--- START OF Exercise data ---

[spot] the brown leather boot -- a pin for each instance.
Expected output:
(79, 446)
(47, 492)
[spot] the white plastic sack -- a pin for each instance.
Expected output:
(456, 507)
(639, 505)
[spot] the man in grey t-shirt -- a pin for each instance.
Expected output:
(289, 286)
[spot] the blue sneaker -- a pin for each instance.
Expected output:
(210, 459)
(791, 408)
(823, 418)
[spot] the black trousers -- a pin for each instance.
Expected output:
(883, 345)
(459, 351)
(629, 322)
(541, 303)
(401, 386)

--- END OF Exercise data ---

■ **Instructions to follow**: Recast all the rows above as a Markdown table with two columns, n for the line number and Line for the text. Leave out blank lines.

■ **Task answer**:
| n | Line |
|---|---|
| 1 | [spot] the brown leather boot -- a pin for each instance. |
| 2 | Expected output: |
| 3 | (79, 446) |
| 4 | (47, 492) |
| 5 | [spot] the white plastic sack -- a pin for each instance. |
| 6 | Expected output: |
| 7 | (456, 507) |
| 8 | (639, 505) |
| 9 | [spot] the man in grey t-shirt -- a pin for each instance. |
| 10 | Expected output: |
| 11 | (289, 286) |
| 12 | [spot] the blue sneaker -- a pin for each instance. |
| 13 | Expected output: |
| 14 | (210, 459) |
| 15 | (791, 408) |
| 16 | (823, 418) |
| 17 | [spot] the black trousers -- a pin for each instance. |
| 18 | Expected output: |
| 19 | (883, 345) |
| 20 | (459, 351) |
| 21 | (629, 322) |
| 22 | (541, 303) |
| 23 | (401, 386) |